* Page extract *

● ● ● ●

Maybe There Are No Conditions For Perfection

Dear Birdy,

I am forty-nine year old man. I was married for sixteen years, have been divorced for ten, and have two children. They are grown now, one finishing college this spring and the other living on the east coast, just getting started in her young career. I have dated a little since my divorce, but haven’t had any luck finding a partner who I really connect with. My friends say I’m too picky, but I know what works for me. Ideally, I’d love a partner who’s my age or slightly younger. Someone who has been successful enough in her career that she can retire at a younger age, like I plan to do soon. I imagine a future with lots of travel and very few restrictions. I’m not looking for a “perfect” woman, but physical attraction is important to me. My favorite ways to stay active are skiing and mountain biking, and I’d love to share those with my partner. Someone who doesn’t have children would be ideal, so we don’t have to worry too much about providing for additional kids besides my own. I know the right person is out there. Are my friends right? Am I being too picky? Or should I hold out hope that I will find “The One”?

● ● ● ●

* Dataset rows *
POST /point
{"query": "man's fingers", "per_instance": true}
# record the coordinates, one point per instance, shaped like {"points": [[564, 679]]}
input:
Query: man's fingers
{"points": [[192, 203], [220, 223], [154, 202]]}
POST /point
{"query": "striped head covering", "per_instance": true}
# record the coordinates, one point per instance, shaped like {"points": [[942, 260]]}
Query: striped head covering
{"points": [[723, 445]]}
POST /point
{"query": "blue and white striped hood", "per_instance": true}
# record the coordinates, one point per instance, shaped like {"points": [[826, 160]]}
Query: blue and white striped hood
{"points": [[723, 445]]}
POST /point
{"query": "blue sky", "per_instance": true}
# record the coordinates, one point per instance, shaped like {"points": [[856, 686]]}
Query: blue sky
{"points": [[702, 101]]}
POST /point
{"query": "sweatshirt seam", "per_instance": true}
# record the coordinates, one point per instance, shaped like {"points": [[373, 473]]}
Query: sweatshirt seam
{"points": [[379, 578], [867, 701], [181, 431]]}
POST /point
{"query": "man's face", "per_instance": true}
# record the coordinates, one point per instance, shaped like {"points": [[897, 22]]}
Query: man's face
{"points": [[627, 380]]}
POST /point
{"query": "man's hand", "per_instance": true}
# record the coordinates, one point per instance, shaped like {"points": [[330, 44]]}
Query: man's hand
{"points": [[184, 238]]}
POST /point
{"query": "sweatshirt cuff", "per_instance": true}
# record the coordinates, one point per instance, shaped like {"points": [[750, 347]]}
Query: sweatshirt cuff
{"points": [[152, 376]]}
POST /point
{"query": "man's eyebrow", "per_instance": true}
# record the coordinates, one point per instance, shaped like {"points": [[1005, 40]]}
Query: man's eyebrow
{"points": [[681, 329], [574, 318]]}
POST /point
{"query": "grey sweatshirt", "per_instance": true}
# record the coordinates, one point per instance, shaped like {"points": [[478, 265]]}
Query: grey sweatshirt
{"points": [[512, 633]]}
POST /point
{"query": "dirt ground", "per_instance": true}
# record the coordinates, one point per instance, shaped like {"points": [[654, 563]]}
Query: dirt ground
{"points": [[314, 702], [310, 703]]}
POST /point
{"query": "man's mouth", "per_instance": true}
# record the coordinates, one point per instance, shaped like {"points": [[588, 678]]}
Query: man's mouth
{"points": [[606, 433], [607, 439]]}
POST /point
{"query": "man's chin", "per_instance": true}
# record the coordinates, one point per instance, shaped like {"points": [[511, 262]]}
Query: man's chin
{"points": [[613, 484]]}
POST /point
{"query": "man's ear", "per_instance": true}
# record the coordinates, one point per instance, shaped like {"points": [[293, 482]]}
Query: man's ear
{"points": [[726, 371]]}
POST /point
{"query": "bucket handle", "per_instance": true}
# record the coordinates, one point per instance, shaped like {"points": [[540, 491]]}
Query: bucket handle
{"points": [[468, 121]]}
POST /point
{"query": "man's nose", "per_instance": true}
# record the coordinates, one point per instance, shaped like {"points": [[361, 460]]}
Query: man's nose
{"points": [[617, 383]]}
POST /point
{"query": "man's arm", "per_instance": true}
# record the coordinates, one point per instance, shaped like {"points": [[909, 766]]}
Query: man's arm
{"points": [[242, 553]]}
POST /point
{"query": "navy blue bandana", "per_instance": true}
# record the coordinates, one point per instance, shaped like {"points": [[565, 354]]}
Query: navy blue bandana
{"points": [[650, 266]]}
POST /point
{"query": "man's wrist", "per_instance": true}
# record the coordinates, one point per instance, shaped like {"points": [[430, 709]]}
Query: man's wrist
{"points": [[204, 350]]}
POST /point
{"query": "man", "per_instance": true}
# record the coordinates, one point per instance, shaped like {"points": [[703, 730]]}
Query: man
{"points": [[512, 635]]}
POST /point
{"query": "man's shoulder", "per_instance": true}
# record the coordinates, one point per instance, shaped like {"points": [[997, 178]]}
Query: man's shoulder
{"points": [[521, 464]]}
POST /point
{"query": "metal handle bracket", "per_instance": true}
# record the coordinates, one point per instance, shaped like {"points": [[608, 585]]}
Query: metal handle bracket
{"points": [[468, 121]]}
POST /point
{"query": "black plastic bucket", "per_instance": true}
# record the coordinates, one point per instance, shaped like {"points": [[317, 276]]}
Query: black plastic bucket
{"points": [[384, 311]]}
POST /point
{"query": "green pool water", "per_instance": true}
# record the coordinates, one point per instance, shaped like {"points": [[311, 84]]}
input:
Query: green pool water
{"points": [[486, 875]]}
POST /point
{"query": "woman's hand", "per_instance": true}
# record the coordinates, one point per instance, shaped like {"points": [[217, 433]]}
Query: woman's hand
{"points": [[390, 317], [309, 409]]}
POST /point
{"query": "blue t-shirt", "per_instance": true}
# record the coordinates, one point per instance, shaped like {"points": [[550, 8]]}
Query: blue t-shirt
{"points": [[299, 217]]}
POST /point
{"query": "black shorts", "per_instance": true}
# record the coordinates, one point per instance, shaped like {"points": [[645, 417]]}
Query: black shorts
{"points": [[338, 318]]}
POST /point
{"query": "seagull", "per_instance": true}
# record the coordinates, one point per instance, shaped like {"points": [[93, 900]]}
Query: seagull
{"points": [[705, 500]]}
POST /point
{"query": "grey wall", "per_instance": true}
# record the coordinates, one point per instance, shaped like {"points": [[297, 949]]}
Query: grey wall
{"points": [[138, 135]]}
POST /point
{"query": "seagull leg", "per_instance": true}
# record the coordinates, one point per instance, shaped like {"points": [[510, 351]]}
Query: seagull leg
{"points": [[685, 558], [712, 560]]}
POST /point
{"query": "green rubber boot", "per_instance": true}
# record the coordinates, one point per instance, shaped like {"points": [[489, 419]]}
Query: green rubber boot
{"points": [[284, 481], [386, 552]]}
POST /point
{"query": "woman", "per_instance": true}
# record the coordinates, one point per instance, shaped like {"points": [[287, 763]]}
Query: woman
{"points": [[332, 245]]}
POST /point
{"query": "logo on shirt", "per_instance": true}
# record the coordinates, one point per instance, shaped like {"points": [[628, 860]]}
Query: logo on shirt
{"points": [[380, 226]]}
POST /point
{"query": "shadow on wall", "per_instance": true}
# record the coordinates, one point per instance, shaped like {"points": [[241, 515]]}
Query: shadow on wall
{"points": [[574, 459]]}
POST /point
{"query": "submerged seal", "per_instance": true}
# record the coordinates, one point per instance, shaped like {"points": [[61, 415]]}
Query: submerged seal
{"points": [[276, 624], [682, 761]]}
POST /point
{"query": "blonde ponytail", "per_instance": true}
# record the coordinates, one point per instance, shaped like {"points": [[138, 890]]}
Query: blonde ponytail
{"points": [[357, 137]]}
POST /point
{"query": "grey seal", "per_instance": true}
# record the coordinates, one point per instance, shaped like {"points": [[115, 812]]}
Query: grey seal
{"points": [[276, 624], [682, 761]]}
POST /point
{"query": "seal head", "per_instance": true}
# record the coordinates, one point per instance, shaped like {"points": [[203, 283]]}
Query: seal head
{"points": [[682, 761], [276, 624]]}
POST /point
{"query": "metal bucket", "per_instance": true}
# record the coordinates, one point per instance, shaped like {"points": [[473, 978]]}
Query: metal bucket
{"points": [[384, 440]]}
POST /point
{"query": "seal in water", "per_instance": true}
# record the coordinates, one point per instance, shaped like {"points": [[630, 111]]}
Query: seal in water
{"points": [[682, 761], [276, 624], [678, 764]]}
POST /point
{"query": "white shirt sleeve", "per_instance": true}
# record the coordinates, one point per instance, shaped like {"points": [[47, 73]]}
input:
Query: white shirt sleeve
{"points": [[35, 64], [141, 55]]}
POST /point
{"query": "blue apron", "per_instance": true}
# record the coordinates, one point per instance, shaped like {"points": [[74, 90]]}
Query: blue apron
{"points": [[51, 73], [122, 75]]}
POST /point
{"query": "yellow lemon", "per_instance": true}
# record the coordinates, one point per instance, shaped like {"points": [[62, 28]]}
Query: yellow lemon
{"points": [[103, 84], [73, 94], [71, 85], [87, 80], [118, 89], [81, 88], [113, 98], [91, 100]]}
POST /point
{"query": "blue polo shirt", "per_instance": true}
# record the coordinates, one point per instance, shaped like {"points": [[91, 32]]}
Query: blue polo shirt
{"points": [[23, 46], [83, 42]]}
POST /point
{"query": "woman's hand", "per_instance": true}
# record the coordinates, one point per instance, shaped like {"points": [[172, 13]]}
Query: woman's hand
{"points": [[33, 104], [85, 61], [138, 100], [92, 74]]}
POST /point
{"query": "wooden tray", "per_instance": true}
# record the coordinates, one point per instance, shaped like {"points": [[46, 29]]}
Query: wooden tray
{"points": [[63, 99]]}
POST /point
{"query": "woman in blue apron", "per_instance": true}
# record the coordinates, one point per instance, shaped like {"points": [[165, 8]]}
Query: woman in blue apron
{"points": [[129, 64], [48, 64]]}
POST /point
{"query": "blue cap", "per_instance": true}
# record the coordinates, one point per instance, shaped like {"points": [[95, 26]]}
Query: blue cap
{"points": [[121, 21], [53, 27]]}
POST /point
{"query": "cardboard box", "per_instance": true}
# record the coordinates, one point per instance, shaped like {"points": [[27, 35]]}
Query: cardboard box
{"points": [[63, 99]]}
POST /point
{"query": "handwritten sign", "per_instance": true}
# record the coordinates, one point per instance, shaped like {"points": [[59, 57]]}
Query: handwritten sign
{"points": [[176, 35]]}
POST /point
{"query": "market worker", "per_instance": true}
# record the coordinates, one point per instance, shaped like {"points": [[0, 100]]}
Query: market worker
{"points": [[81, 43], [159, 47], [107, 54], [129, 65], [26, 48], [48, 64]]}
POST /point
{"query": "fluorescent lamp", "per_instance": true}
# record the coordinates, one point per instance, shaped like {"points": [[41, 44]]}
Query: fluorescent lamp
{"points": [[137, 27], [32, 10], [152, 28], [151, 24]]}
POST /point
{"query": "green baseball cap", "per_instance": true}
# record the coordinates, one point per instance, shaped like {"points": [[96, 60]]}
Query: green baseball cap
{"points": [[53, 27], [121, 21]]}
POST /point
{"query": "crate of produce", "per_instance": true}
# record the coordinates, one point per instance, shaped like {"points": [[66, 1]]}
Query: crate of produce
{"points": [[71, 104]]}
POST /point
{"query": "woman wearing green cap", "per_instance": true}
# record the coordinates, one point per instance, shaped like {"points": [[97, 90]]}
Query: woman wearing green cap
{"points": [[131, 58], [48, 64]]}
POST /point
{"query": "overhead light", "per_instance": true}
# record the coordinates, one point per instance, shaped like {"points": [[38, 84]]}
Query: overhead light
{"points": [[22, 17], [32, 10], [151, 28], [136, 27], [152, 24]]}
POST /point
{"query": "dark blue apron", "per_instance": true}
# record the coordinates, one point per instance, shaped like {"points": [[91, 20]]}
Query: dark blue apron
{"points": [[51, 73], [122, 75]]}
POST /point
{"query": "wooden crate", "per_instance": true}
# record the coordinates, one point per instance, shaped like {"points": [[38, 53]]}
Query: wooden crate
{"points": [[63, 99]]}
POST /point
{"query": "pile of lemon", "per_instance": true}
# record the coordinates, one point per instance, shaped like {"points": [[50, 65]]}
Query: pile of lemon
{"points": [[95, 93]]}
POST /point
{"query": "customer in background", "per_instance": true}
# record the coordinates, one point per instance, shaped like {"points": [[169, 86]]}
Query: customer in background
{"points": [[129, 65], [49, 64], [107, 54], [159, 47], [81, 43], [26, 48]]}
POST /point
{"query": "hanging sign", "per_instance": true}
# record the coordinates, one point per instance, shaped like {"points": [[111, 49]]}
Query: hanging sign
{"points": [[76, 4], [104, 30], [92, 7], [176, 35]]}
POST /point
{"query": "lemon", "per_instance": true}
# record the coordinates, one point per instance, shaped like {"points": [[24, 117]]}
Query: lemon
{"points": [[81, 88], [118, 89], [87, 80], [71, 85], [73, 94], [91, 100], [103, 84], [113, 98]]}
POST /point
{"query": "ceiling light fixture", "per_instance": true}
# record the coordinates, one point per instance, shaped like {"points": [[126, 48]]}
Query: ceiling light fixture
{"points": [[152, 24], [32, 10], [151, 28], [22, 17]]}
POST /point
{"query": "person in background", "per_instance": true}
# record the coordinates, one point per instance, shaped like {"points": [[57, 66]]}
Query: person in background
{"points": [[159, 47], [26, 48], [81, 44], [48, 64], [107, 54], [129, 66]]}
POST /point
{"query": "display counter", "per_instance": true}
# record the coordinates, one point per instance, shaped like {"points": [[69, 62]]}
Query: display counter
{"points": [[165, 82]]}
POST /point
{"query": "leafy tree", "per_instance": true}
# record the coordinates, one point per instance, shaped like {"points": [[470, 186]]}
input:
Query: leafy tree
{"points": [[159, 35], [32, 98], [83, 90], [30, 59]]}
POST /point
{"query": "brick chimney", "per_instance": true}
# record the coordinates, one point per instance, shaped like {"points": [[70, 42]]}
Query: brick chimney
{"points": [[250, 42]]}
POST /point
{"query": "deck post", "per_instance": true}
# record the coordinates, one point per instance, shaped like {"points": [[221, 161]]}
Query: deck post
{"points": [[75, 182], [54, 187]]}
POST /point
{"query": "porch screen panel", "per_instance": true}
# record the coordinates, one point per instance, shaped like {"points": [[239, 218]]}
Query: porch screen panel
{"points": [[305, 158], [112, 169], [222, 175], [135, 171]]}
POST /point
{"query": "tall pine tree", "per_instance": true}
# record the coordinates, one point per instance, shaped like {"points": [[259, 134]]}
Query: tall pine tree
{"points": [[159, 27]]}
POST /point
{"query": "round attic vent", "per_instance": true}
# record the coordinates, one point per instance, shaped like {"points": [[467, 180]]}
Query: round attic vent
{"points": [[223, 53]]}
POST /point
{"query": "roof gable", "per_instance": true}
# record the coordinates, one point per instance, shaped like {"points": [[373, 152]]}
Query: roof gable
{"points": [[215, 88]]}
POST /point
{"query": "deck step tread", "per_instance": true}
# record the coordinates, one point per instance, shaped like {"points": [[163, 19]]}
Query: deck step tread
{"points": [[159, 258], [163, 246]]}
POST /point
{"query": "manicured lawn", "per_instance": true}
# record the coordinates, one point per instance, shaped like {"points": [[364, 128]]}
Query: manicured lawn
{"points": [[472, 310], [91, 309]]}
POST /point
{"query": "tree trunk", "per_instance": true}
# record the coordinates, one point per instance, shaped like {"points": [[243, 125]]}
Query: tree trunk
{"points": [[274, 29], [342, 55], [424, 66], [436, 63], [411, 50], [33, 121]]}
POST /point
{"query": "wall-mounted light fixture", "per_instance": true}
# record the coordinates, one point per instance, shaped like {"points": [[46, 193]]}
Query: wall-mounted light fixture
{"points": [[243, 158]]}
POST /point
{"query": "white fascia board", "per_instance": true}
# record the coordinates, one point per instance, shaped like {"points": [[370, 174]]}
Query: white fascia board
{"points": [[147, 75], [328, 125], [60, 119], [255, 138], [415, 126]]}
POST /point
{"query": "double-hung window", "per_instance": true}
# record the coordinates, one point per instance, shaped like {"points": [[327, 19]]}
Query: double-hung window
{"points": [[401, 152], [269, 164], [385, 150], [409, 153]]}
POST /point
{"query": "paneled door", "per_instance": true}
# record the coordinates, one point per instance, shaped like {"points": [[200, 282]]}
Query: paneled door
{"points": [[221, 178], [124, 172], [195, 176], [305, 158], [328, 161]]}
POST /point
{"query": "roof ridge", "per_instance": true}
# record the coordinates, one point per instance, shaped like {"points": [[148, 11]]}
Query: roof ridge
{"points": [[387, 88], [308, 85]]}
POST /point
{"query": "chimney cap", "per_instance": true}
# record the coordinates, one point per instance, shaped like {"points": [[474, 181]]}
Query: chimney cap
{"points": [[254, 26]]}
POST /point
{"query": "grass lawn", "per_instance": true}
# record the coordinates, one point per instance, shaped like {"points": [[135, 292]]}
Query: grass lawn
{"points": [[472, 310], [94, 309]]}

● ● ● ●

* Exercise aim *
Continue the advice-column letter to Birdy, beginning right after its final sentence.

* Final answer *
Sincerely,

Lonely Old Dad

Dear Lonely Old Dad,

Let me get this straight. You’re looking for a beautiful partner who’s forty-nine or within a few (lesser) years, has created enough financial success for herself in our 83 cents on the dollar world that she can retire soon and have the resources to travel the world freely. A woman who is free from the financial burden of her own children but is willing to take on the financial burden of yours, who skis in winter and mountain bikes in summer. Thank goodness she doesn’t have to be perfect.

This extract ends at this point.